## Stated exercise 1
Answer these questions about the comment thread on science fiction conventions:
(a) Who was the featured guest at the Star Trek convention in Philadelphia?
(b) What did the group of Doctor Who fans in the pizza parlor agree on?
(c) According to John Frost, what would real fans do?
## Stated exercise 2
Continue the comment thread on science fiction conventions from the point where it stops.

## Provided text

— START —

Are you a fan, Tony? Of course you are. You know, even when members of the family live in hermit-like solitude, they're still part of the family. You might want to try one of the more literary cons, they are actually a bit smaller, more manageable, and less, you know, weird. I actually haven't been to any of these, but I am told that WisCon, Potlatch, and the big Fantasy con (I forget it's name at the moment) are all pretty good in that regard.
May 3, 12:52 by David Kawalec
This made me laugh.

I've been to one convention, a Creation Star Trek convention in Philadelphia, if I place it right, it was in 1987 after Star Trek IV but before the Next Generation started. The featured guest was George Takei ("Sulu").

I remember in the pizza parlor next to the center where the convention was being held, a flock of Dr. Who fans (yes, one had a REALLY long scarf) were agreeing with one another (very loudly, I might add) that anyone who spells "color" without a 'u' is completely uncivilized.

Now, I liked watching Star Trek, I read some science fiction, but these people seemed to derive their self-identity from it. It was scary, sad and fascinating all at the same time. There were people twice my age dressing up like it was Halloween. I just didn't get it.

So, I asked George Takei to explain it to me.

"What's it like?" I asked.

"What's what like?" Mr. Takei responded.

"All this," I said and just looked around.

I wanted to know what it was like to be the focus of this, as William Shatner put it in the "Get a Life" sketch on Saturday Night Live, "collosal waste of time."

"They're here for you. What's it like?"

Mr. Takei hesitated. I think he was trying to see if I wanted the real answer or the fan answer. He decided to play it safe.

"I'm enjoying it all immensely. It's so wonderful to be part of Star Trek ... blah, blah, blah."

He was very polite, he smiled graciously and signed a small picture of himself at the helm of the Enterprise (which I still have).

To this day, I still don't have my answer. In my mind however, I don't equate SF Fans to a zealous football players. Instead, I see them like the kind of football fan who paints his face in his team colors.
May 4, 14:02 by John Frost
If they were real fans they'd tattoo their faces. Or surgically graft their Klingon foreheads. Maybe in the future...
May 17, 08:30 by David Kawalec
As a rule of thumb, I think if you tattoo your face, you hate yourself. Having said that, I'm surprised that no one has yet to step up to this next level of uber Trek fandom. With a combination of electrolysis, hair extensions and stainless steel implants, you could probably get the full Klingon look.

It would be great for job interviews:

"Give me this job or I shall rip your heart from your chest and eat it, still beating, in front of your dying eyes."
May 17, 14:12 by Bluejack
With a combination of electrolysis, hair extensions and stainless steel implants, you could probably get the full Klingon look.

— END —

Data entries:
— START —

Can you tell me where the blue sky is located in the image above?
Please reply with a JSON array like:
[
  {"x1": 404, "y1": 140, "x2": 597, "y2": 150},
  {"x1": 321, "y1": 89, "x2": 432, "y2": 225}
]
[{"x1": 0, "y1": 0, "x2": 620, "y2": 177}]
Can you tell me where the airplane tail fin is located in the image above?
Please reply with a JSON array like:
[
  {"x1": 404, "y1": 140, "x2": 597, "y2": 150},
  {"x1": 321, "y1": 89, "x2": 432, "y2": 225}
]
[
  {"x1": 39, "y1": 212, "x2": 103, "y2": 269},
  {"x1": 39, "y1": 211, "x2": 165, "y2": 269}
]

— END —

## Output 1
(a) George Takei was the featured guest.
(b) They agreed that anyone who spells "color" without a 'u' is completely uncivilized.
(c) They would tattoo their faces or surgically graft on Klingon foreheads.

## Output 2
I like it. It should be the next "makeover" show on television...

"Today Americas finest surgeons are going to transform Mr. John Bonzo of Topeka from an ordinary accountant into Grand Nagus Dorek, a reknowned Ferengi leader."
May 17, 14:24 by Thomas Reeves
As a rule of thumb, I think if you tattoo your face, you hate yourself.


Unless you are Maori or some similar tradition. It's weird tattooing is more permanent then piercing, but it bothers me less. In least it can be a kind of art.

As for the full Klingon I think I've heard of things like that. There was a man who sculpted his face to be like a lion's. There was a Trekker who had his ears shaped into a Vulcan-like point. I think there might have even been one who made his teeth sharpened like a Ferengi.
Aug 9, 21:20 by Allan Rosewarne
Written before now
I've been to one convention, a Creation Star Trek convention in Philadelphia, if I place it right, it was in 1987 after Star Trek IV but before the Next Generation started
Interesting to use a Creation event as an example, since most fans I know do not consider their productions as fannish events (let me name names: Steve Silver, Dave McCarty, Jim Rittenhouse, Alex Eisenstein). In the Philadelphia area, the examples of what many would consider real conventions would be Philcon http://www.philcon.org, Shore Leave http://www.shore-leave.org in Baltimore. Whatever,...
Apr 20, 18:34 by M S
Wow, what an offensive article.

First, we don't smell bad. Yeah, sure, some people--randomly distributed throughout the population--will smell bad. Some of them will be in fandom. But thanks, that was really classy and constructive to say.

Nobody but the most insufferable gives a hoot about whether you know the acronyms. But thanks again, this time for perpetuating an ugly little stereotype.

You know, I came to this site because I was looking for book reviews. What I got was this--but what is it? Criticism of my lifestyle?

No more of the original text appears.